Data excerpts:
● ● ●
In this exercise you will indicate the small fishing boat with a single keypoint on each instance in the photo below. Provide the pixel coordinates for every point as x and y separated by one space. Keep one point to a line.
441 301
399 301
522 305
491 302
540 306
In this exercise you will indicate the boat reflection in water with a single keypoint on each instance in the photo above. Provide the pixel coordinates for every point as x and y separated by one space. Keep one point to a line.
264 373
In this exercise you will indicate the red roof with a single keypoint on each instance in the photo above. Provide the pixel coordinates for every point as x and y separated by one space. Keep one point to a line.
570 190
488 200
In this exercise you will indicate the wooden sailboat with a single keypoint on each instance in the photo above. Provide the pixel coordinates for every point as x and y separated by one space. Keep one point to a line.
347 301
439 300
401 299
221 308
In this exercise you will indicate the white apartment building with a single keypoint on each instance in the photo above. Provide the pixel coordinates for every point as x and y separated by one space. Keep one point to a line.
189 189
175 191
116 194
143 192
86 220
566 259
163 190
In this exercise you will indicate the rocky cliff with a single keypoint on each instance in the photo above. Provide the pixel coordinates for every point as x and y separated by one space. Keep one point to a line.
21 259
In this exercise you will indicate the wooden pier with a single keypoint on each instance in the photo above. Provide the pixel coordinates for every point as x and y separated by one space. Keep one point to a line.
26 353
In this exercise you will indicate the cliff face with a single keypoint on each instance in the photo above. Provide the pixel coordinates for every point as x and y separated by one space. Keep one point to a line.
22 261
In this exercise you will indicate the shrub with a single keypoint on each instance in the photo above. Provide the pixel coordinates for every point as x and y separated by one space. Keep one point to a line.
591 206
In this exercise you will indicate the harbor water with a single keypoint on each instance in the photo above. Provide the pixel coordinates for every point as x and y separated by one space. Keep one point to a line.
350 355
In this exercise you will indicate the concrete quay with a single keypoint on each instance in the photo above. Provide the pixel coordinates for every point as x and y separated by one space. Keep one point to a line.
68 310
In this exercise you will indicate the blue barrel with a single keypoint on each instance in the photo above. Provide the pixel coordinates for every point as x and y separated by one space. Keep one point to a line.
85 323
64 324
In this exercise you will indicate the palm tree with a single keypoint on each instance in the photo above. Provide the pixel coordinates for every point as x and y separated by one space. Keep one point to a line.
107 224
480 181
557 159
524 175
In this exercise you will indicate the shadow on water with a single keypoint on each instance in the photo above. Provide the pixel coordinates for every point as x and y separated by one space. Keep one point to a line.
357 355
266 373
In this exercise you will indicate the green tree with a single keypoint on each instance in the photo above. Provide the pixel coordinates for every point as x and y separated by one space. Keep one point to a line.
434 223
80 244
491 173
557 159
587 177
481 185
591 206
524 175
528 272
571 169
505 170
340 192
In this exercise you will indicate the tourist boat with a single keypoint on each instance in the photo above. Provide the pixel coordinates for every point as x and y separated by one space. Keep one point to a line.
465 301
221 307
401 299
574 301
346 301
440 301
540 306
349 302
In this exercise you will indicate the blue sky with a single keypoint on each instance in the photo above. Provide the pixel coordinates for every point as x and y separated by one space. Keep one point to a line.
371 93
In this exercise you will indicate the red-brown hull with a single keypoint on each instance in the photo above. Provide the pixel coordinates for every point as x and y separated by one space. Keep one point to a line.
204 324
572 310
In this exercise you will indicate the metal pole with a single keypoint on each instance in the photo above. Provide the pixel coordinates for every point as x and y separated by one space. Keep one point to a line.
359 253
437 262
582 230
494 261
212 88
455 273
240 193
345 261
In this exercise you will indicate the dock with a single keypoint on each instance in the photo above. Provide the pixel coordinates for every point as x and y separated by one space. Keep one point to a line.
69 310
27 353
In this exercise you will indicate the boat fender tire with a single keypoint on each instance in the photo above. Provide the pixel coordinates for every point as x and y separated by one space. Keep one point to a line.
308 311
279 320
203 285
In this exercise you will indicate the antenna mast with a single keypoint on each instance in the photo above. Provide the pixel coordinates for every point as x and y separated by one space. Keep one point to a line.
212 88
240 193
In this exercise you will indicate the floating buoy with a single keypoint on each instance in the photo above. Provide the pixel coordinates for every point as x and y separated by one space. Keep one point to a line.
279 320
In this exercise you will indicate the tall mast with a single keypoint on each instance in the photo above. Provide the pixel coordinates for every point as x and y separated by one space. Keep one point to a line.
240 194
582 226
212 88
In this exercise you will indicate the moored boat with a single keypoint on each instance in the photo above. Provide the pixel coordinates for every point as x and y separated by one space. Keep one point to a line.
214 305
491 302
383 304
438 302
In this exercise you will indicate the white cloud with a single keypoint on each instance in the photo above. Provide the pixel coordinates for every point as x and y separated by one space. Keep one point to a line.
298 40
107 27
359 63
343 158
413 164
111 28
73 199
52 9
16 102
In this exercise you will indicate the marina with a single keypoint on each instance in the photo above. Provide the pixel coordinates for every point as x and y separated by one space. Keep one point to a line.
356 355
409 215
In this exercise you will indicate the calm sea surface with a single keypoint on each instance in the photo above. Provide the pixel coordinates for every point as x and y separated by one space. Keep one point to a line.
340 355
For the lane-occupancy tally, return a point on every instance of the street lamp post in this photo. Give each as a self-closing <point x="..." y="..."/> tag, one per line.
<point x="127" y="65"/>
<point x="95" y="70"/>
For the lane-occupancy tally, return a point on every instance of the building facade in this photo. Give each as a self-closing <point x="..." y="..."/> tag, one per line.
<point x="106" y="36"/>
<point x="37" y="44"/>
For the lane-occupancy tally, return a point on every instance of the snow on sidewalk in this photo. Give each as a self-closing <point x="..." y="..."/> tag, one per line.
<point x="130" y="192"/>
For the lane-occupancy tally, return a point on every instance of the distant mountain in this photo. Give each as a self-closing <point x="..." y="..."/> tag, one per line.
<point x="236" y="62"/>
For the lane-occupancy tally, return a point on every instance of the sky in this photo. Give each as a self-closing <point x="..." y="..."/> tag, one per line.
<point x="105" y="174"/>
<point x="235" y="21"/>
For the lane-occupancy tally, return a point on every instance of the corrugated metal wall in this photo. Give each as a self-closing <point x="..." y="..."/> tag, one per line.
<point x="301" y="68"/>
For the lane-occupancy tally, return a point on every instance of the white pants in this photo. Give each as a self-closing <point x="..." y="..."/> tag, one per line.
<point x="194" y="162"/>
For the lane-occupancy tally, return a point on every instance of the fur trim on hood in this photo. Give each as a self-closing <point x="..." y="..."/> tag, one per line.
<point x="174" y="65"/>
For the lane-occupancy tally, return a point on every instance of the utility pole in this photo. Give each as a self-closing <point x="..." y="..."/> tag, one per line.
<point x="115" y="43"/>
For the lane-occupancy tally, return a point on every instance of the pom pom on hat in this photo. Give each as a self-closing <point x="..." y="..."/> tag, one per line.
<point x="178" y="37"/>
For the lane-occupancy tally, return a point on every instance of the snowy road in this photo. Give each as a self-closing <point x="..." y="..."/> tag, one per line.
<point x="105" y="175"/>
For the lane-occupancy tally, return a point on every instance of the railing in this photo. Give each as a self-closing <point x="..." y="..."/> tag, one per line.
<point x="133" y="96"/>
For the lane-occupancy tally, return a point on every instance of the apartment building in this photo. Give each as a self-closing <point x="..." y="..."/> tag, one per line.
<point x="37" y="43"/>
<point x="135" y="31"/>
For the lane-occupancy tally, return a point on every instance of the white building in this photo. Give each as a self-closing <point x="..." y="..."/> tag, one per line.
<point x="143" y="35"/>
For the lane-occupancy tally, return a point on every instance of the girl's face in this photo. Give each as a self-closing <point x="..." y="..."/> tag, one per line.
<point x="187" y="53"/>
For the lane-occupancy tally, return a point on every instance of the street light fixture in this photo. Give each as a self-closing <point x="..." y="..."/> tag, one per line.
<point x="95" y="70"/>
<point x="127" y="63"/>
● ● ●
* Prompt: The answer must be a word-for-word transcription of every record above.

* Answer space:
In this exercise you will indicate the small fishing boat with a single keypoint on each instance in the photo below. Provide the pixel coordinates for every point as x and y separated by one space. Keep one point to a line.
441 301
399 301
522 305
491 302
540 306
In this exercise you will indicate the boat reflection in water with a single keypoint on each instance in the photo above. Provide the pixel coordinates for every point as x and y separated by one space. Keep one point to a line.
264 373
In this exercise you will indicate the red roof with a single keypoint on each instance in the photo above. Provide the pixel coordinates for every point as x and y separated by one space. Keep one point to a line.
570 190
488 200
In this exercise you will indicate the wooden sailboat with a single keypoint on each instance in the photo above. Provide the pixel coordinates for every point as x and y separated by one space. Keep one point to a line.
347 301
439 300
401 299
221 308
In this exercise you will indicate the white apartment building with a single keypoint on each instance in the photo above. Provide the pixel coordinates for every point as x and y separated by one space. Keep one point to a line.
189 189
175 191
116 194
143 192
86 220
566 259
163 190
In this exercise you will indicate the rocky cliff with a single keypoint on each instance in the photo above. Provide the pixel coordinates for every point as x and y separated by one space. Keep one point to a line.
21 259
In this exercise you will indicate the wooden pier with a single keypoint on each instance in the photo above. Provide the pixel coordinates for every point as x and y separated by one space. Keep one point to a line.
26 353
In this exercise you will indicate the cliff face with a single keypoint on each instance in the photo above. Provide the pixel coordinates for every point as x and y separated by one space. Keep one point to a line.
22 261
In this exercise you will indicate the shrub with a single keypoint on each instance in the photo above. Provide the pixel coordinates for every point as x and y separated by one space. Keep one point to a line.
591 206
In this exercise you will indicate the harbor water with a single keypoint on each instance in the photo above. Provide the pixel coordinates for every point as x and y separated by one space. Keep one point to a line.
350 355
In this exercise you will indicate the concrete quay with a single keypoint on each instance in the photo above. Provide the pixel coordinates for every point as x and y separated by one space. Keep one point to a line.
68 310
In this exercise you will indicate the blue barrel with a single keypoint on each instance in the photo above. Provide the pixel coordinates for every point as x and y separated by one space. Keep one point to a line.
85 323
64 324
In this exercise you will indicate the palm tree with a single keypoint on each instance in the photo above. Provide the pixel coordinates for every point as x and y separated by one space. Keep one point to a line.
107 224
480 181
557 159
524 175
In this exercise you will indicate the shadow on water with a single keypoint on each instance in the photo above. Provide the pixel coordinates for every point as x and y separated by one space. Keep one point to a line.
357 355
266 373
In this exercise you will indicate the green tree with a single keypoint on each instance in the photo above. Provide the pixel coordinates for every point as x and y separated by one space. Keep one point to a line.
434 223
80 244
491 173
557 159
587 177
481 185
591 206
524 175
528 272
571 169
505 170
340 192
In this exercise you will indicate the tourist boat with a single keypoint on each instance in the photo above. Provide the pixel coordinates for every point as x and y separated by one space. Keep one point to a line.
465 301
221 307
401 299
574 301
346 301
440 301
540 306
349 302
In this exercise you will indicate the blue sky with a single keypoint on each instance in the photo above. Provide the pixel coordinates for every point as x and y separated by one space. Keep one point to a line.
371 93
In this exercise you will indicate the red-brown hull with a single keypoint on each instance in the photo above. Provide the pixel coordinates for every point as x and y separated by one space. Keep one point to a line.
204 324
572 310
In this exercise you will indicate the metal pole with a single keypoint on each instance in the photo above. Provide the pixel coordinates for every point as x and y separated by one space. Keep one point to a line.
359 253
437 262
582 230
494 261
212 88
455 273
240 193
345 261
In this exercise you will indicate the dock with a single keypoint on each instance in the photo above. Provide the pixel coordinates for every point as x and y separated by one space. Keep one point to a line.
69 310
27 353
In this exercise you will indicate the boat fender tire with a single keypoint on each instance in the photo above. Provide the pixel coordinates for every point as x and y separated by one space. Keep one point to a line.
308 311
279 320
203 285
In this exercise you will indicate the antenna mast with a single keypoint on each instance in the photo above. Provide the pixel coordinates for every point as x and y separated by one space. Keep one point to a line.
212 88
240 193
In this exercise you will indicate the floating buoy with a single keypoint on each instance in the photo above. Provide the pixel coordinates for every point as x and y separated by one space. Keep one point to a line.
279 320
In this exercise you will indicate the tall mast with a single keypoint on each instance in the photo above. Provide the pixel coordinates for every point as x and y separated by one space. Keep one point to a line.
240 194
582 226
212 88
In this exercise you will indicate the moored boat with a single keypoint on each instance in the photo above. Provide the pixel coordinates for every point as x and y separated by one space. Keep one point to a line.
214 305
491 302
383 304
438 302
In this exercise you will indicate the white cloud with a single keypoint on each instance in the photo above. Provide the pixel coordinates for every point as x and y separated by one space. Keep one point to a line.
298 40
107 27
359 63
343 158
413 164
111 28
73 199
52 9
16 102
In this exercise you will indicate the marina with a single keypoint on each instance in the photo above. Provide the pixel coordinates for every point as x and y separated by one space. Keep one point to a line.
356 355
409 215
In this exercise you will indicate the calm sea surface with a single keypoint on each instance in the photo above. Provide the pixel coordinates for every point as x and y separated by one space. Keep one point to a line.
340 355
For the lane-occupancy tally, return a point on every instance of the street lamp post in this photo. Give each as a self-closing <point x="..." y="..."/> tag, one per line.
<point x="127" y="65"/>
<point x="95" y="70"/>
For the lane-occupancy tally, return a point on every instance of the building facade in this photo. Give each as a self-closing <point x="..." y="..."/> tag, one per line.
<point x="106" y="36"/>
<point x="37" y="44"/>
For the lane-occupancy tally, return a point on every instance of the snow on sidewalk in this photo. Give each as a self-closing <point x="..." y="..."/> tag, one per line.
<point x="130" y="192"/>
For the lane-occupancy tally, return a point on every instance of the distant mountain in this photo. Give each as a self-closing <point x="..." y="..."/> tag, one per line.
<point x="236" y="62"/>
For the lane-occupancy tally, return a point on every instance of the sky in this photo. Give each as a self-closing <point x="..." y="..."/> tag, one per line.
<point x="105" y="174"/>
<point x="235" y="21"/>
For the lane-occupancy tally, return a point on every instance of the corrugated metal wall in this photo. Give each as a self-closing <point x="..." y="..."/> tag, one per line.
<point x="301" y="68"/>
For the lane-occupancy tally, return a point on every instance of the white pants in this photo. Give each as a self-closing <point x="..." y="..."/> tag, one per line.
<point x="194" y="162"/>
For the lane-occupancy tally, return a point on every instance of the fur trim on hood in this photo. Give each as a self-closing <point x="..." y="..."/> tag, one per line.
<point x="174" y="65"/>
For the lane-occupancy tally, return a point on every instance of the utility pole in this photo. Give each as a self-closing <point x="..." y="..."/> tag, one per line.
<point x="115" y="43"/>
For the lane-occupancy tally, return a point on every instance of the pom pom on hat in this photo. Give each as a self-closing <point x="..." y="..."/> tag, one per line.
<point x="178" y="37"/>
For the lane-occupancy tally, return a point on every instance of the snowy road in this photo. Give each as a self-closing <point x="..." y="..."/> tag, one per line.
<point x="105" y="175"/>
For the lane-occupancy tally, return a point on every instance of the railing in this photo. Give each as a self-closing <point x="..." y="..."/> tag, one per line.
<point x="133" y="96"/>
For the lane-occupancy tally, return a point on every instance of the apartment building in this photo. Give each as a self-closing <point x="..." y="..."/> tag, one per line.
<point x="37" y="43"/>
<point x="135" y="31"/>
For the lane-occupancy tally, return a point on every instance of the white building in this photo. Give each as a self-closing <point x="..." y="..."/> tag, one per line.
<point x="143" y="35"/>
For the lane-occupancy tally, return a point on every instance of the girl's face in this photo. Give each as a self-closing <point x="..." y="..."/> tag, one per line.
<point x="187" y="53"/>
For the lane-occupancy tally, return a point on every instance of the street light fixture in this photo. Give each as a self-closing <point x="..." y="..."/> tag, one per line.
<point x="95" y="70"/>
<point x="127" y="63"/>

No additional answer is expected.